Arrange every line of the data below as a numbered list, omitting any blank lines.
-------
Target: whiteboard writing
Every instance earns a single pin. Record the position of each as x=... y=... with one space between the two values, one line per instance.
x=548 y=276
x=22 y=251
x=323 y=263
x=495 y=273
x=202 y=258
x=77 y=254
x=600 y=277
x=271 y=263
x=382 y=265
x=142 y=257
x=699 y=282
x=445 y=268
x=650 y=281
-------
### Written response:
1. Target: whiteboard writing
2. Every instance earns a single pin. Record the position of each as x=... y=... with one space between the two values, one line per instance.
3. x=548 y=276
4. x=22 y=251
5. x=323 y=263
6. x=495 y=273
7. x=202 y=258
8. x=77 y=254
9. x=600 y=277
10. x=271 y=263
11. x=382 y=265
12. x=142 y=257
13. x=699 y=282
14. x=445 y=268
15. x=650 y=281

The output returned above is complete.